§ SUPPLIED DATA
+===+

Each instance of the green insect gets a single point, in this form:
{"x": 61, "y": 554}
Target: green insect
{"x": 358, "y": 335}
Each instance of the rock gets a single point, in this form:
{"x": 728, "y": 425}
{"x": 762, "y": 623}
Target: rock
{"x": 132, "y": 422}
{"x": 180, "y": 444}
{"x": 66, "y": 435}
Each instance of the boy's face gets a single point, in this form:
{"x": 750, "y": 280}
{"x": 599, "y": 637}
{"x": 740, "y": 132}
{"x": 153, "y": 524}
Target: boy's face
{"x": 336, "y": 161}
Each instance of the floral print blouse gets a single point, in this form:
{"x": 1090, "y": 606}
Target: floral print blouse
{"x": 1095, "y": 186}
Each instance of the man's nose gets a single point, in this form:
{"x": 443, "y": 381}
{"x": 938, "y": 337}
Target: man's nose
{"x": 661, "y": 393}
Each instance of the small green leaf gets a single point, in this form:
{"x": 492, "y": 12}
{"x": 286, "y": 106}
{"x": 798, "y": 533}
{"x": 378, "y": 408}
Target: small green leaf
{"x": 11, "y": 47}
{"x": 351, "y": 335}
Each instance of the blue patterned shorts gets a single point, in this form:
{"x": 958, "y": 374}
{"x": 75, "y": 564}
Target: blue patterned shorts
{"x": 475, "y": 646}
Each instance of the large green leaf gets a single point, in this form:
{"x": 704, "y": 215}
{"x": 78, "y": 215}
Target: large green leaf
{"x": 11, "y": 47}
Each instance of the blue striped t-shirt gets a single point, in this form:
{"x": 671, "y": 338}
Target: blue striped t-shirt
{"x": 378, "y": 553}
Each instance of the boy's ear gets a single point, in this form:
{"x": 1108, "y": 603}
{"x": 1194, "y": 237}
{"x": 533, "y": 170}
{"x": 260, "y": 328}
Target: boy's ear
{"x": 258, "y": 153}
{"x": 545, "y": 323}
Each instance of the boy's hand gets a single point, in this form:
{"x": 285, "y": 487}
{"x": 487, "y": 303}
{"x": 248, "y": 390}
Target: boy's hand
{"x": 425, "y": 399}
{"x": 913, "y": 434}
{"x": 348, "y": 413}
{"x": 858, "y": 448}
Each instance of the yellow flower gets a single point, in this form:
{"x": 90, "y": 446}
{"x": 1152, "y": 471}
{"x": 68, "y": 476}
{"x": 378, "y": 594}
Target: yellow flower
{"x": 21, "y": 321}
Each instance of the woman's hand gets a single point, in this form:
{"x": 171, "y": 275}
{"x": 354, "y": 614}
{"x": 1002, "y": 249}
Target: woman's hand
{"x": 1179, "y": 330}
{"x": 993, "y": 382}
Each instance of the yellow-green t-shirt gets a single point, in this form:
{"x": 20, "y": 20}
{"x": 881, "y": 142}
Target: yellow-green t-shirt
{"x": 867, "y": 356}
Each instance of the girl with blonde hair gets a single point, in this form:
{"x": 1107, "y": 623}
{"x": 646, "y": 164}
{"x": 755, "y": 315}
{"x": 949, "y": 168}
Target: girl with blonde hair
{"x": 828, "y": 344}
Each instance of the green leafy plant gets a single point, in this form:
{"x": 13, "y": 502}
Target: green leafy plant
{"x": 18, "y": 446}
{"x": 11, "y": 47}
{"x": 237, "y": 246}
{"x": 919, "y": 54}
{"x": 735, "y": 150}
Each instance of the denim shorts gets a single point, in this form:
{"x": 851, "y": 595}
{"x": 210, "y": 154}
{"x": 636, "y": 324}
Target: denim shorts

+===+

§ WHAT YOU ARE ASKED TO DO
Rewrite all of the material above with every "Target" changed to "Label", keeping everything else the same.

§ THE OUTPUT
Each instance of the green insect gets a single point, in this form:
{"x": 61, "y": 554}
Label: green insect
{"x": 358, "y": 335}
Each instance of the rock gets a single point, in this form:
{"x": 728, "y": 425}
{"x": 762, "y": 623}
Label: rock
{"x": 132, "y": 422}
{"x": 180, "y": 444}
{"x": 66, "y": 435}
Each instance of the boy's face gets a single point, in this form:
{"x": 750, "y": 280}
{"x": 599, "y": 637}
{"x": 740, "y": 132}
{"x": 153, "y": 524}
Label: boy's face
{"x": 336, "y": 161}
Each instance of the floral print blouse gets a single point, in this form:
{"x": 1090, "y": 606}
Label: floral print blouse
{"x": 1095, "y": 186}
Each instance of the man's nose gets a single point, in this form:
{"x": 443, "y": 381}
{"x": 938, "y": 337}
Label: man's nose
{"x": 661, "y": 393}
Each instance of the small green leaf gets a single point, in this form:
{"x": 492, "y": 12}
{"x": 286, "y": 106}
{"x": 798, "y": 533}
{"x": 378, "y": 408}
Label: small green leaf
{"x": 11, "y": 47}
{"x": 351, "y": 335}
Each instance of the blue patterned shorts gets a single point, in this form:
{"x": 958, "y": 374}
{"x": 75, "y": 564}
Label: blue patterned shorts
{"x": 475, "y": 646}
Each instance of the large green leaf gets a single point, in this form:
{"x": 704, "y": 215}
{"x": 78, "y": 215}
Label: large green leaf
{"x": 11, "y": 47}
Each instance of the blue striped t-shirt gets a single point, in this form:
{"x": 671, "y": 338}
Label: blue striped t-shirt
{"x": 378, "y": 553}
Each instance of the boy's ear gets a single point, in this form:
{"x": 1108, "y": 603}
{"x": 1194, "y": 237}
{"x": 533, "y": 170}
{"x": 260, "y": 328}
Label: boy's ear
{"x": 258, "y": 153}
{"x": 545, "y": 323}
Each instance of the boy's hand gets a single point, in this form:
{"x": 285, "y": 487}
{"x": 487, "y": 303}
{"x": 248, "y": 390}
Label: boy's hand
{"x": 425, "y": 399}
{"x": 913, "y": 434}
{"x": 348, "y": 413}
{"x": 858, "y": 448}
Each instance of the yellow flower gets a single point, in this form:
{"x": 90, "y": 446}
{"x": 1152, "y": 471}
{"x": 68, "y": 476}
{"x": 378, "y": 594}
Label: yellow flower
{"x": 21, "y": 321}
Each instance of the woman's hand gets a single point, in this form:
{"x": 171, "y": 275}
{"x": 354, "y": 614}
{"x": 1002, "y": 249}
Label: woman's hand
{"x": 1179, "y": 330}
{"x": 993, "y": 382}
Each instance of the yellow-green t-shirt gets a single point, in this form:
{"x": 20, "y": 20}
{"x": 881, "y": 142}
Label: yellow-green t-shirt
{"x": 867, "y": 356}
Each instance of the girl with blonde hair gets a single point, in this form:
{"x": 1107, "y": 623}
{"x": 646, "y": 164}
{"x": 755, "y": 315}
{"x": 949, "y": 168}
Label: girl with blonde hair
{"x": 828, "y": 344}
Each instance of the green leafy plant gets a single point, in this form:
{"x": 13, "y": 502}
Label: green leafy plant
{"x": 18, "y": 446}
{"x": 11, "y": 47}
{"x": 237, "y": 246}
{"x": 919, "y": 54}
{"x": 735, "y": 150}
Each instance of the denim shorts gets a single point, in this form:
{"x": 851, "y": 595}
{"x": 210, "y": 154}
{"x": 636, "y": 324}
Label: denim shorts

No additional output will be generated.